Reproduce the material in full, exactly as written.
————
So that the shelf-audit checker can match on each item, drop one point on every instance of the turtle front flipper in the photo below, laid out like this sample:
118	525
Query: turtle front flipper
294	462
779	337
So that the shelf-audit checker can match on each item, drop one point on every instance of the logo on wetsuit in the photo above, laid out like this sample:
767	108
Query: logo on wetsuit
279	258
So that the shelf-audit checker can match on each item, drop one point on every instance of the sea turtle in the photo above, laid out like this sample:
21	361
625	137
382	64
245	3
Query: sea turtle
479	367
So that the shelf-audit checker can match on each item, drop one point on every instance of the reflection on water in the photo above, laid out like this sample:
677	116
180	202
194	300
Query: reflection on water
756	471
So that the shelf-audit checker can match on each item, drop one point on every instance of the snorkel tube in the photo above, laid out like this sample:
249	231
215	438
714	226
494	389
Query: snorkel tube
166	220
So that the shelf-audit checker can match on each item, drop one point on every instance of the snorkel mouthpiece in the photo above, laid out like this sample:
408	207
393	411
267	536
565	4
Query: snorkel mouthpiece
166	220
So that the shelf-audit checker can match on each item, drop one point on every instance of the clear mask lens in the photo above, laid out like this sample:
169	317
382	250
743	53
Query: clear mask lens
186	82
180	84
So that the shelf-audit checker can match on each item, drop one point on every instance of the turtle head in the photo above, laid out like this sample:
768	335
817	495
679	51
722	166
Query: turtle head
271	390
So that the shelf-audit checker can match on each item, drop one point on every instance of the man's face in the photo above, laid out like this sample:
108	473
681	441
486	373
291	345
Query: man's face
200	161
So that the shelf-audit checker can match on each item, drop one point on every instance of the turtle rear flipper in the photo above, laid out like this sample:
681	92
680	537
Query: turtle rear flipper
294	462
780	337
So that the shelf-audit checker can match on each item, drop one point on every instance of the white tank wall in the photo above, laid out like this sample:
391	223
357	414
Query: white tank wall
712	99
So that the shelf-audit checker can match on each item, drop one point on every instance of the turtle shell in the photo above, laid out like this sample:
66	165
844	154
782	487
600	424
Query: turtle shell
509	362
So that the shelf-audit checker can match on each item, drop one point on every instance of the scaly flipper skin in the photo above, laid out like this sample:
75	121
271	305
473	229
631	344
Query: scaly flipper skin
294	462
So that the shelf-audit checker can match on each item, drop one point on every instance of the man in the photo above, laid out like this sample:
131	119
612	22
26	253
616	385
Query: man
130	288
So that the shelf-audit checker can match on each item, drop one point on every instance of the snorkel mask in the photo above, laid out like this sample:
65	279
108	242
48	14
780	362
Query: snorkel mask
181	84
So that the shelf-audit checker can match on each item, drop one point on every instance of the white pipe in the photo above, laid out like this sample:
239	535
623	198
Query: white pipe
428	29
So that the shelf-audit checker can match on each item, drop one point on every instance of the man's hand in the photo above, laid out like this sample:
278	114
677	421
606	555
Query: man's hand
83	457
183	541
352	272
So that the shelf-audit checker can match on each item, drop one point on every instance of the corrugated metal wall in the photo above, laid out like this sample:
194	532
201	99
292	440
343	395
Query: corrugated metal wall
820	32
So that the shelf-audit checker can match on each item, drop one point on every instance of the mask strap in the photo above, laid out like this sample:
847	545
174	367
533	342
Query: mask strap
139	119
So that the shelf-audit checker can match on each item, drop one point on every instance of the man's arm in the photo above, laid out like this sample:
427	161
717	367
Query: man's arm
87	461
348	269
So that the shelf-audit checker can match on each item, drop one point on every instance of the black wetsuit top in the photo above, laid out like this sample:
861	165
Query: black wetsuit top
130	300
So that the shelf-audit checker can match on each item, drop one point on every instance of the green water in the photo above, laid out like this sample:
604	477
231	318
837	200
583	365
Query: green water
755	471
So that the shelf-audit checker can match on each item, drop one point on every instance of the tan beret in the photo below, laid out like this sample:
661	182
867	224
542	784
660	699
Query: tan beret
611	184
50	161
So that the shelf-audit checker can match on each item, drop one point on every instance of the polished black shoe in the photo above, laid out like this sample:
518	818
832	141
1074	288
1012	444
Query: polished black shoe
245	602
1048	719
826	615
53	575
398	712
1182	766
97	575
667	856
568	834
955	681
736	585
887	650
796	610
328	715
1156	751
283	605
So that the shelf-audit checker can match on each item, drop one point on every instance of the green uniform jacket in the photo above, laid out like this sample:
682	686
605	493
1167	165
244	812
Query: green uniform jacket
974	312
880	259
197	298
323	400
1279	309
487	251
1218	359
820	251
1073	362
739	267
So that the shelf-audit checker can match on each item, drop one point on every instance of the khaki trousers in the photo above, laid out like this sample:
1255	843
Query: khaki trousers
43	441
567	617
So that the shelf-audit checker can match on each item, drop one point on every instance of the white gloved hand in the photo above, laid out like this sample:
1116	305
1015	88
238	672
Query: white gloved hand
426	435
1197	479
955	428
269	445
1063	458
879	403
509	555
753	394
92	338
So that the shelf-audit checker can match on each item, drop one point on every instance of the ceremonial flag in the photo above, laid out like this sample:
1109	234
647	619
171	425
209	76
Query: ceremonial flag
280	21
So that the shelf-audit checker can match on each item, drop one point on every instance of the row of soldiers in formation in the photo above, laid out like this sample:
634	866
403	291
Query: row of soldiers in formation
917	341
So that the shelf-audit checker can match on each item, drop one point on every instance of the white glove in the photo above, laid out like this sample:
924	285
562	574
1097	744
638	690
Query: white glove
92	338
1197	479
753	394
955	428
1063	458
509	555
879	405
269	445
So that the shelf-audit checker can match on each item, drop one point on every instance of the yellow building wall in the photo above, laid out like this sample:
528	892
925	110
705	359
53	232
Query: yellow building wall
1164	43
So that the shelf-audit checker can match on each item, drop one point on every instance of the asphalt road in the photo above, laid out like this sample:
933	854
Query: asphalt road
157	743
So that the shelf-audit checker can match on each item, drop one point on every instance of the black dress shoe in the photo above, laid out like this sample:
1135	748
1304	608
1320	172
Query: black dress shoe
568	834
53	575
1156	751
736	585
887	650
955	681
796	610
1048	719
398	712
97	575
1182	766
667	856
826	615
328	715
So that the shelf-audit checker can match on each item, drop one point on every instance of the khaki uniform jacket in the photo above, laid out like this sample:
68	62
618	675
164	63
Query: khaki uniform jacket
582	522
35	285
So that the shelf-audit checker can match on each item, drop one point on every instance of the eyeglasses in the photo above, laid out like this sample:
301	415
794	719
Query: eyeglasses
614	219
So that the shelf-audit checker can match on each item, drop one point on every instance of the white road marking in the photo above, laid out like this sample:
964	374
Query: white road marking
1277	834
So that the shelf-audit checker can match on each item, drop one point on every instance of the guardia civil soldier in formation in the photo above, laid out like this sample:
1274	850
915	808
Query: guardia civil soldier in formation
————
## RESPONSE TO THIS EXERCISE
So that the shelf-audit checker can match on each item, drop one point on every instance of the turtle front flipper in the photo below, laid out like this sample:
118	525
Query: turtle front flipper
294	462
779	337
So that the shelf-audit checker can match on each item, drop one point on every instance of the logo on wetsuit in the photo above, laid out like this sample:
767	108
Query: logo on wetsuit
279	258
So that the shelf-audit checker can match on each item, drop one point on every instance of the sea turtle in the photo above, laid out like this sample:
21	361
625	137
382	64
245	3
Query: sea turtle
479	367
So that the shelf-audit checker can match on each item, drop one point on every instance of the reflection on water in the photo above, laid out like this sample:
677	116
180	202
194	300
Query: reflection on water
756	471
So that the shelf-audit checker can match on each item, drop one point on every instance of the snorkel tube in the photo above, laid out like this sample:
249	231
215	438
714	226
494	389
Query: snorkel tube
166	220
So that the shelf-audit checker can match on each item, drop one point on every instance of the snorkel mouthpiece in the photo above, laid out like this sample:
408	207
393	411
267	536
565	4
Query: snorkel mouthpiece
166	220
So that the shelf-audit checker can match on each item, drop one point on every instance of the clear mask lens in the photo above, laid out like this sample:
169	317
382	250
743	53
Query: clear mask lens
186	82
180	84
So that the shelf-audit checker can match on each item, drop one point on every instance of the turtle head in the photo above, laid out like this sample:
768	335
817	495
679	51
722	166
Query: turtle head
271	390
So that the shelf-audit checker can match on each item, drop one point on every instance of the man's face in the photo above, laid out like this sample:
108	473
681	441
486	373
291	345
Query: man's face
200	161
So that the shelf-audit checker can match on each item, drop one point on every instance of the turtle rear flipper in the photo above, laid out like this sample:
681	92
680	537
Query: turtle rear flipper
294	462
780	337
So that the shelf-audit checker can match on each item, drop one point on every instance of the white tank wall in the photo above, laid out like this sample:
391	223
357	414
Query: white tank wall
712	99
So that the shelf-audit checker can match on each item, drop one point on every instance of the turtle shell in the photo above, laid out like this sample:
66	165
844	154
782	487
600	424
Query: turtle shell
509	362
So that the shelf-audit checker can match on each item, drop one point on every instance of the scaly flipper skin in the photo above, laid out like this sample:
75	121
271	305
473	229
631	344
Query: scaly flipper skin
294	462
So that the shelf-audit checker can match on each item, drop one point on every instance of the man in the photo above, laid out like this sample:
131	119
612	22
26	253
616	385
Query: man
130	288
So that the shelf-audit checker can match on each item, drop one point on every instance of the snorkel mask in the photo above, laid out like this sample:
65	279
108	242
48	14
780	362
Query: snorkel mask
181	84
So that the shelf-audit checker can match on each item, drop one point on every instance of the white pipe in the photo above, laid out like this sample:
239	535
623	198
Query: white pipe
428	29
So that the shelf-audit checker can match on each item, drop one point on every instance of the man's hand in the photo above, laid out like this sample:
278	114
677	421
606	555
Query: man's hand
83	457
183	541
352	272
So that the shelf-audit checker can match on each item, drop one point on every instance of the corrugated metal wall in the photo above, laid out like this sample:
194	532
201	99
292	440
343	395
Query: corrugated metal wall
820	32
So that the shelf-audit checker can match on each item, drop one point on every instance of the mask strap in the photo above, laid out like this sample:
847	545
174	367
533	342
Query: mask strap
139	119
So that the shelf-audit checker can match on each item, drop one point on every instance of the man's arm in the photo above, laid out like this sample:
427	161
717	367
Query: man's arm
87	461
348	269
So that the shelf-audit checker can match on each item, drop one point on every instance of the black wetsuit top in the photo above, laid out like this sample:
861	165
Query: black wetsuit top
130	300
So that the shelf-audit checker can match on each item, drop one point on every instance of the green water in the photo above, laid out like this sample:
604	477
231	318
837	200
583	365
Query: green water
755	471
So that the shelf-audit checker can match on each item, drop one point on every instance of the tan beret in the photo below, laid out like this sample:
661	182
867	224
542	784
660	699
Query: tan beret
611	184
50	161
So that the shelf-audit checker can match on each item, drop one point on every instance of the polished black shoe in the photo above, laid out like this sample:
518	818
832	141
1074	288
1012	444
Query: polished black shoe
245	602
1048	719
826	615
53	575
398	712
1182	766
97	575
667	856
568	834
955	681
736	585
887	650
796	610
328	715
1156	751
283	605
So that the shelf-audit checker can match on each item, drop one point on every instance of the green uniform jacket in the photo above, laid out like this sample:
682	686
605	493
1167	165
244	812
Query: green uniform jacket
974	312
880	259
197	298
323	400
1279	309
487	251
1218	359
820	251
1073	362
739	267
So that the shelf-audit checker can match on each item, drop one point on every instance of the khaki trousers in the photo above, laid out like this sample:
1255	843
Query: khaki trousers
43	441
567	617
So that the shelf-audit checker can match on each item, drop one point on every instance of the white gloved hand in the photo above, laid out like this sample:
1116	305
1015	88
238	672
Query: white gloved hand
426	435
1197	479
955	428
269	445
1063	458
879	403
509	555
753	394
92	338
So that the shelf-audit checker can match on each item, drop one point on every instance of the ceremonial flag in the photo above, laid out like this sample:
1109	234
647	619
171	425
209	76
Query: ceremonial flag
280	21
So that the shelf-audit checker can match on each item, drop one point on every instance of the row of soldiers in formation in the photo above, laid out like this sample:
634	866
403	291
Query: row of soldiers in formation
917	341
So that the shelf-audit checker can match on each item, drop one point on every instance of the white glove in the photo above, laid out like this sample:
924	285
562	574
1097	744
638	690
Query: white glove
92	338
1197	479
753	394
955	428
1063	458
509	555
879	405
269	445
So that the shelf-audit checker can match on each item, drop one point on every instance of the yellow building wall in the photo above, laid out like this sample:
528	892
925	110
705	359
53	232
Query: yellow building wall
1164	43
So that the shelf-audit checker can match on each item, drop one point on every instance of the asphalt road in the photo above, laid out like this sample:
933	854
Query: asphalt road
157	743
So that the shelf-audit checker can match on each item, drop one point on every instance of the black dress shoe in the photo above, laid out like this sample:
1135	748
1304	608
1320	172
Query: black dress shoe
568	834
53	575
1156	751
736	585
887	650
955	681
796	610
1048	719
398	712
97	575
1182	766
667	856
826	615
328	715
So that the shelf-audit checker can match on each item, drop one point on every instance of the khaki uniform jacket in the photo above, laid out like this sample:
68	62
618	675
164	63
Query: khaki uniform jacket
582	522
35	285
So that the shelf-audit checker can match on each item, drop one point on every instance of the eyeglasses in the photo above, laid out like this sample:
301	415
794	719
Query: eyeglasses
614	219
So that the shelf-audit checker can match on each item, drop one point on every instance of the white road marking in the photo above, laid out like this sample:
964	374
Query: white road marking
1277	834
So that the shelf-audit checker can match on each item, drop one point on every instance of the guardia civil soldier in formation in the photo above, laid out like this sample:
1274	850
915	808
Query: guardia civil soldier in formation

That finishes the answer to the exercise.